Task brief = Rewrite the items from the line with "In this exercise you will find the fingernail" through the last of the items, substituting "tissue paper" for "crepe paper" and keeping everything else the same.
>> start
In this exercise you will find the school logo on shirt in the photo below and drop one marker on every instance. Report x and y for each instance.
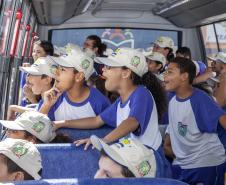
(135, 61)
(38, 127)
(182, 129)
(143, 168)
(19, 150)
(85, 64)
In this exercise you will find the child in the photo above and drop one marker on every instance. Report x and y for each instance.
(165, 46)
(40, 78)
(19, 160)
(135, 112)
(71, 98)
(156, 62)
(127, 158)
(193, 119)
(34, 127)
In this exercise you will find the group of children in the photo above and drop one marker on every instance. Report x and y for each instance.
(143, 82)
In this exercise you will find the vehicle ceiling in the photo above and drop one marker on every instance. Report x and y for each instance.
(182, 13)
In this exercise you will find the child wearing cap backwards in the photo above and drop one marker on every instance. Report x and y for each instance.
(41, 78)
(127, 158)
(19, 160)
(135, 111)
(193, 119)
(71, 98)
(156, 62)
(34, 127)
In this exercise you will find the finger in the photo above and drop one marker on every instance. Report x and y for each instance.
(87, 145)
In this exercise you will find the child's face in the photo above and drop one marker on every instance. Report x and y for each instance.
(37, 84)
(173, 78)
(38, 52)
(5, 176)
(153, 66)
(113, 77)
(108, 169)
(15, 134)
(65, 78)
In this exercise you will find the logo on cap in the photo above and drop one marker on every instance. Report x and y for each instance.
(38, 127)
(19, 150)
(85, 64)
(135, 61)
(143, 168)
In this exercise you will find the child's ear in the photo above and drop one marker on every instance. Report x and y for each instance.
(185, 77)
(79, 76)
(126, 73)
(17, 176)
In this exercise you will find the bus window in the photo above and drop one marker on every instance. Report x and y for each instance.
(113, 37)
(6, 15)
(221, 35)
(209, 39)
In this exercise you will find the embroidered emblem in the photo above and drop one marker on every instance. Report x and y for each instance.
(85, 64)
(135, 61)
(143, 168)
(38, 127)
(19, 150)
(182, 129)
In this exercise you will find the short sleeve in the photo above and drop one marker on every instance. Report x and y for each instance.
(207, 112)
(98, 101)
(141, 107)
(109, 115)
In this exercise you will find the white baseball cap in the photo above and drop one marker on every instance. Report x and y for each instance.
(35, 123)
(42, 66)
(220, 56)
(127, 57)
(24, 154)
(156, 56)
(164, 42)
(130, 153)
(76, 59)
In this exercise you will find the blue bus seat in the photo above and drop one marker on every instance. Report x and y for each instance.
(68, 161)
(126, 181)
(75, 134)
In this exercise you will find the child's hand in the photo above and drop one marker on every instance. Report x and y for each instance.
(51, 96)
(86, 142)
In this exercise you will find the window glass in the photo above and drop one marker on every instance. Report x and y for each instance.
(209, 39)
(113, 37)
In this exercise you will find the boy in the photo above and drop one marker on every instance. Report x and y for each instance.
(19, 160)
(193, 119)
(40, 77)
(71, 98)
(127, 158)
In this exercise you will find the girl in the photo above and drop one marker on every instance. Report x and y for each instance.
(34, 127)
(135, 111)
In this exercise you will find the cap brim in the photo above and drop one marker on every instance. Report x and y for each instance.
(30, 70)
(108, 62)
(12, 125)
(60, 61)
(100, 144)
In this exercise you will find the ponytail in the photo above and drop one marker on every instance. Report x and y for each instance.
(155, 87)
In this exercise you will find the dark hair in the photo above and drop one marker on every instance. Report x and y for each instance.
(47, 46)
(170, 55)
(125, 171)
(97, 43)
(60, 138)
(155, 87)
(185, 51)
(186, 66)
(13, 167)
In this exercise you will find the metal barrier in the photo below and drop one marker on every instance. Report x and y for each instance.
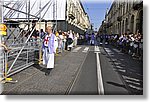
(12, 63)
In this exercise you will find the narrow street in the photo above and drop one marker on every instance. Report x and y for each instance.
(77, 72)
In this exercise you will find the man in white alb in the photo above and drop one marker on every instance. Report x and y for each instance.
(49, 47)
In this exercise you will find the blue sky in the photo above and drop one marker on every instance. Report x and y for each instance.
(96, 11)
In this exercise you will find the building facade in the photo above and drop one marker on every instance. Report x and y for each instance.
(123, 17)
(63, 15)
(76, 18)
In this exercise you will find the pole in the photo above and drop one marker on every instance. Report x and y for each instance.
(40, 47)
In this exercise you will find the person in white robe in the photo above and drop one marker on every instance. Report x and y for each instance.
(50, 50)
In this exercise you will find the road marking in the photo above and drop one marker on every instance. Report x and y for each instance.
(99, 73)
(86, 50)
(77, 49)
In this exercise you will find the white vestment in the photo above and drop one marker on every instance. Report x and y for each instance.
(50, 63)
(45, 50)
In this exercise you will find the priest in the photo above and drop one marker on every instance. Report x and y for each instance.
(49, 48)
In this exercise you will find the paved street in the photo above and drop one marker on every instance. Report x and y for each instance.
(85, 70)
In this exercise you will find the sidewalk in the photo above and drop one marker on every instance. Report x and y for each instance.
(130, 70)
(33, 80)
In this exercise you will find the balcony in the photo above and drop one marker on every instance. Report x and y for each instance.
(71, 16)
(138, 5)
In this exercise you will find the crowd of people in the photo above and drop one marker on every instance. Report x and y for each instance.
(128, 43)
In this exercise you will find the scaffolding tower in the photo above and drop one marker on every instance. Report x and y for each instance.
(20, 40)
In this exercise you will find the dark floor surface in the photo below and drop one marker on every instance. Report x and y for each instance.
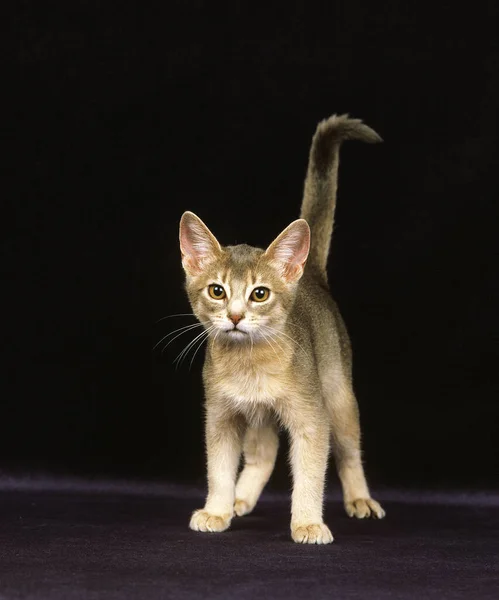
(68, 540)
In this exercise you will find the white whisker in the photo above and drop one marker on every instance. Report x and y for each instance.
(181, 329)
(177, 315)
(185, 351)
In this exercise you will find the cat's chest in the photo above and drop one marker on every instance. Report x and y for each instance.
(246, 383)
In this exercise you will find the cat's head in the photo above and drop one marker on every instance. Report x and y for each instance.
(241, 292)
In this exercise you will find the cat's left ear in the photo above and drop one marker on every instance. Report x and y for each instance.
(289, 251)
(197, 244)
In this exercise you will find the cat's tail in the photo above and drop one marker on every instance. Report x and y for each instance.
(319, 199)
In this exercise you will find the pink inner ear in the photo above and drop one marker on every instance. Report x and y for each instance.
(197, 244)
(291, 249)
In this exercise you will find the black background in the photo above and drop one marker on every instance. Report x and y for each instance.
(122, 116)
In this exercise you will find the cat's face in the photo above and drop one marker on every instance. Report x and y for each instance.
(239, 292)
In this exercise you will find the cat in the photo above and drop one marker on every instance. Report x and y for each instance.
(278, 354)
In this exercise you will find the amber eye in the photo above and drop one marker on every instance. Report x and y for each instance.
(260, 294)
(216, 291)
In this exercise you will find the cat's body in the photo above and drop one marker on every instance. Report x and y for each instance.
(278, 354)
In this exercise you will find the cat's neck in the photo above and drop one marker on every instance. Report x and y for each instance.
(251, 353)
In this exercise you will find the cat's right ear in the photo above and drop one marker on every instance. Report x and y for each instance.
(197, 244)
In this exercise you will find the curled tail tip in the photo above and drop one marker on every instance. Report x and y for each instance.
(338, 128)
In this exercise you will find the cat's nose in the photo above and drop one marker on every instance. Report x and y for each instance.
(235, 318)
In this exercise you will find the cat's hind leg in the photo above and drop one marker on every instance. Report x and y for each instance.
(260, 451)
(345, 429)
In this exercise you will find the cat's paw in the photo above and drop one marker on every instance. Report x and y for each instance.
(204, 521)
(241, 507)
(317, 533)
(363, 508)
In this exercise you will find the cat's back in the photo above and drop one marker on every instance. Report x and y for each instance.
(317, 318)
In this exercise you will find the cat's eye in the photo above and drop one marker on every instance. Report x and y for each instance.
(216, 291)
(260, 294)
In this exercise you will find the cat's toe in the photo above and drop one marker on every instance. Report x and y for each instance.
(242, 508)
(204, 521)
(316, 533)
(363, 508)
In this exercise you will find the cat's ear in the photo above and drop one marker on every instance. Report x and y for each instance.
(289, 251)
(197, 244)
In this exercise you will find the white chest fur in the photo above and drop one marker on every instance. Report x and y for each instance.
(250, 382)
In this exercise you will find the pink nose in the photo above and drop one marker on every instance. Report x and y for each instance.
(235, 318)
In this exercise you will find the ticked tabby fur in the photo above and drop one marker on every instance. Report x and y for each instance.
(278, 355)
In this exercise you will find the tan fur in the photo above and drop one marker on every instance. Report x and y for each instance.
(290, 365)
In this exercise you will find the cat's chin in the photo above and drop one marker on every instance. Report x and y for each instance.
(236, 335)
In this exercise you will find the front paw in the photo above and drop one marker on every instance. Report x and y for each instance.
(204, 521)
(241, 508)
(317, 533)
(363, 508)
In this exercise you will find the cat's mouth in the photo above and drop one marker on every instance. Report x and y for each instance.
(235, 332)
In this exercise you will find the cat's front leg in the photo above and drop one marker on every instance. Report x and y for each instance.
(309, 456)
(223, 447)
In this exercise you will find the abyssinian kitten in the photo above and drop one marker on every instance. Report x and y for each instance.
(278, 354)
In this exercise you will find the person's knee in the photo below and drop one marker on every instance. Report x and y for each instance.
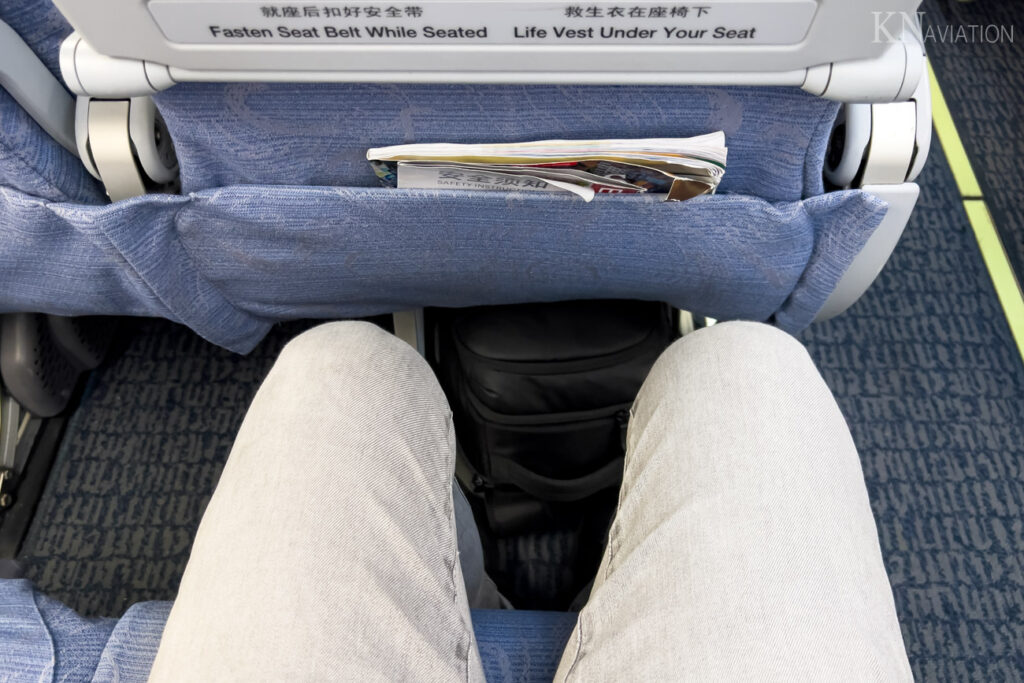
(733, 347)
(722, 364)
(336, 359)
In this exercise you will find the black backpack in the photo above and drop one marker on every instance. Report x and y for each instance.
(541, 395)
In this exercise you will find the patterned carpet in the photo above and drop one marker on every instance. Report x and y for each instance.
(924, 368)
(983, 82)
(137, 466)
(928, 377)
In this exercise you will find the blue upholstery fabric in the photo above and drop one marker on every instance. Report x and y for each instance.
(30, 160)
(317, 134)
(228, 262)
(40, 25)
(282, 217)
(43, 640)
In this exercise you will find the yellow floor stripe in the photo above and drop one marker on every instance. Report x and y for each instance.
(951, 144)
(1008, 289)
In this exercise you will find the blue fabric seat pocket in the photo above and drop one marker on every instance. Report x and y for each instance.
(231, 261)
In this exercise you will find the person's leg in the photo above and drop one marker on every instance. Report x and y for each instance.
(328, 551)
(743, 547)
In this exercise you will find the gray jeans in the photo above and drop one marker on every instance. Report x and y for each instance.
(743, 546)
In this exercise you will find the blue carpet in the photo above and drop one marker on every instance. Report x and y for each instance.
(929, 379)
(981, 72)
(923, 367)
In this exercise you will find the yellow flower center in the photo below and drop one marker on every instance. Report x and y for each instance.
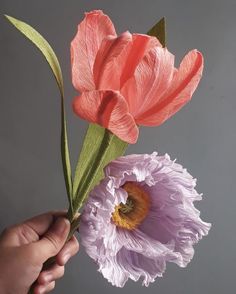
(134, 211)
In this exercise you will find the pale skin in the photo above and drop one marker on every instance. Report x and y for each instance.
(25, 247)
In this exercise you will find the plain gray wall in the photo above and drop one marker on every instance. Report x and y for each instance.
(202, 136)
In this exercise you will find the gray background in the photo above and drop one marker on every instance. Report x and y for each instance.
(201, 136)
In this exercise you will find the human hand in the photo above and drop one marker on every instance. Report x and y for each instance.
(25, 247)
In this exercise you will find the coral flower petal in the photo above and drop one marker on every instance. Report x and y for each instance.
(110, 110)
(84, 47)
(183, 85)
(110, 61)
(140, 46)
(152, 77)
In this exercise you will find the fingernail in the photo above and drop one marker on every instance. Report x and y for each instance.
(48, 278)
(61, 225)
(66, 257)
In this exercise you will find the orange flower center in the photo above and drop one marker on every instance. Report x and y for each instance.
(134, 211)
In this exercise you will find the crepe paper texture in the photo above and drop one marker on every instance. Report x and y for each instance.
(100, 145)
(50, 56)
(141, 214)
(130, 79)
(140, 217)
>> end
Written solution =
In this exercise you will find the fingernail in the photo above and drop one marker on every instance. Report x and y for each instance.
(48, 278)
(61, 225)
(66, 257)
In this exercise you will find the orange flower center in the photo above and drop one marker on every instance. Report x and y for each instance.
(134, 211)
In this exercise you will find the tissue paper texture in the photo above and drop one marker on every instance. Report x and y for each instance.
(100, 145)
(50, 56)
(141, 214)
(130, 79)
(140, 217)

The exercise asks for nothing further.